- [TO DO]: Convert all the lines below into a two-column CSV with the header task,answer. Each row should hold one line's text and the answer that follows it, each in its own quoted field, with any line breaks replaced by spaces.

** Start **

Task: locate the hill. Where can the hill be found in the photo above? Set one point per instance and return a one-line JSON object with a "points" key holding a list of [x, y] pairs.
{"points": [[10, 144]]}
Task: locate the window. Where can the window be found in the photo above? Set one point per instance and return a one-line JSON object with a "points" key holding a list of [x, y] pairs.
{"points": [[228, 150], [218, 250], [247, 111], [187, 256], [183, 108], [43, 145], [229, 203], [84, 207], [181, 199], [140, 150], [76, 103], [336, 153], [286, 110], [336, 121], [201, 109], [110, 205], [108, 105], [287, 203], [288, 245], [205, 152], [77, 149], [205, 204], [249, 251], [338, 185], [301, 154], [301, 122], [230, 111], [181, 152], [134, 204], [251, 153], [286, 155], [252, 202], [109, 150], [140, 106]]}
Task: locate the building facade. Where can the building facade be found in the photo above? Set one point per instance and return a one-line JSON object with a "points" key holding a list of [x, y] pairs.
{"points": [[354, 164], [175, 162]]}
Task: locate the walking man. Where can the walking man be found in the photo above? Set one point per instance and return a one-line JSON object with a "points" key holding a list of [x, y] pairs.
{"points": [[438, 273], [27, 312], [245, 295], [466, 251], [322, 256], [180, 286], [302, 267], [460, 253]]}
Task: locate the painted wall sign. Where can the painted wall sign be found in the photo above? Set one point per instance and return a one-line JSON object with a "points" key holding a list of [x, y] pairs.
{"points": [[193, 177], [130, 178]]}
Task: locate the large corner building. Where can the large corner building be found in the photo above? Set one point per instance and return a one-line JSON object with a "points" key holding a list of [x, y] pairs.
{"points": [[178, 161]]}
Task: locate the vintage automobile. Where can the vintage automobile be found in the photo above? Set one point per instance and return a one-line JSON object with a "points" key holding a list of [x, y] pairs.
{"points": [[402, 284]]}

** End **

- [THE RESPONSE]:
task,answer
"Task: locate the hill. Where can the hill be found in the photo above? Set one point per instance and return a one-line JSON object with a ""points"" key holding a list of [x, y] pairs.","{""points"": [[10, 144]]}"
"Task: locate the window. Where can the window be found in the photo above? Set one point per instance and return a one-line JSON object with a ""points"" key holding a list of [x, y] pairs.","{""points"": [[228, 150], [218, 250], [247, 111], [187, 256], [183, 108], [43, 145], [229, 203], [84, 207], [181, 199], [140, 150], [76, 103], [336, 153], [286, 110], [336, 121], [201, 109], [110, 205], [108, 105], [287, 203], [288, 245], [205, 152], [77, 149], [205, 204], [249, 251], [338, 185], [301, 154], [301, 122], [230, 111], [181, 152], [134, 204], [251, 153], [286, 155], [252, 202], [109, 150], [140, 106]]}"
"Task: locate the building facade. Where can the building facade be found in the photo above? Set one point per instance and return a one-line JSON object with a ""points"" key holding a list of [x, y] pairs.","{""points"": [[354, 164], [175, 162]]}"
"Task: locate the walking man. Where can the walking man be found in the photo above? Set one point per instance and return a one-line JSON object with a ""points"" key holding a list of [x, y] pairs.","{""points"": [[438, 273], [27, 312], [245, 295], [466, 251], [322, 256], [180, 286], [302, 267], [460, 253]]}"
"Task: locate the painted wall sign. Where can the painted wall sign be found in the photo above? Set one point per instance and return a one-line JSON object with a ""points"" key holding a list of [x, y] pairs.","{""points"": [[193, 177], [130, 178]]}"
"Task: locate the large corner building. Where can the large corner building be found in the photo above? Set one point per instance and return a one-line JSON object with a ""points"" key holding a list of [x, y] pairs.","{""points"": [[178, 161]]}"
"Task: locate the vintage automobile. Where can the vintage automobile be found in the photo above? Set one point per instance and return a one-line JSON object with a ""points"" key holding a list of [x, y] pairs.","{""points"": [[402, 284]]}"